Work to complete => Rewrite the lines of the data below as a numbered list, omitting any blank lines.

**********

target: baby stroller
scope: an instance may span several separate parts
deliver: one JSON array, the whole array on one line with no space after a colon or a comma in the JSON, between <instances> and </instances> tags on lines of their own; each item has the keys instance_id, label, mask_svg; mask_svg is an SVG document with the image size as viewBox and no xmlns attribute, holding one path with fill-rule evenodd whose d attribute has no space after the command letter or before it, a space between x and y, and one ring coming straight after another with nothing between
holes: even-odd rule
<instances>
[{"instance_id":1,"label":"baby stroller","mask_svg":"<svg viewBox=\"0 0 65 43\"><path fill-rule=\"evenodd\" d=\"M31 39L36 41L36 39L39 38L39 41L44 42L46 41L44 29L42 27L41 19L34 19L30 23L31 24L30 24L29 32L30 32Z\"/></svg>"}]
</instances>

**********

Output of the exercise =>
1. target: baby stroller
2. scope: an instance may span several separate parts
3. deliver: one JSON array, the whole array on one line with no space after a colon or a comma in the JSON, between <instances> and </instances> tags on lines of their own; each item has the keys instance_id, label, mask_svg; mask_svg is an SVG document with the image size as viewBox and no xmlns attribute, holding one path with fill-rule evenodd whose d attribute has no space after the command letter or before it, a space between x and y, and one ring coming straight after another with nothing between
4. holes: even-odd rule
5. <instances>
6. [{"instance_id":1,"label":"baby stroller","mask_svg":"<svg viewBox=\"0 0 65 43\"><path fill-rule=\"evenodd\" d=\"M31 39L36 41L36 39L39 38L39 41L44 42L46 41L44 29L42 27L41 19L34 19L30 23L31 24L30 24L29 32L30 32Z\"/></svg>"}]
7. </instances>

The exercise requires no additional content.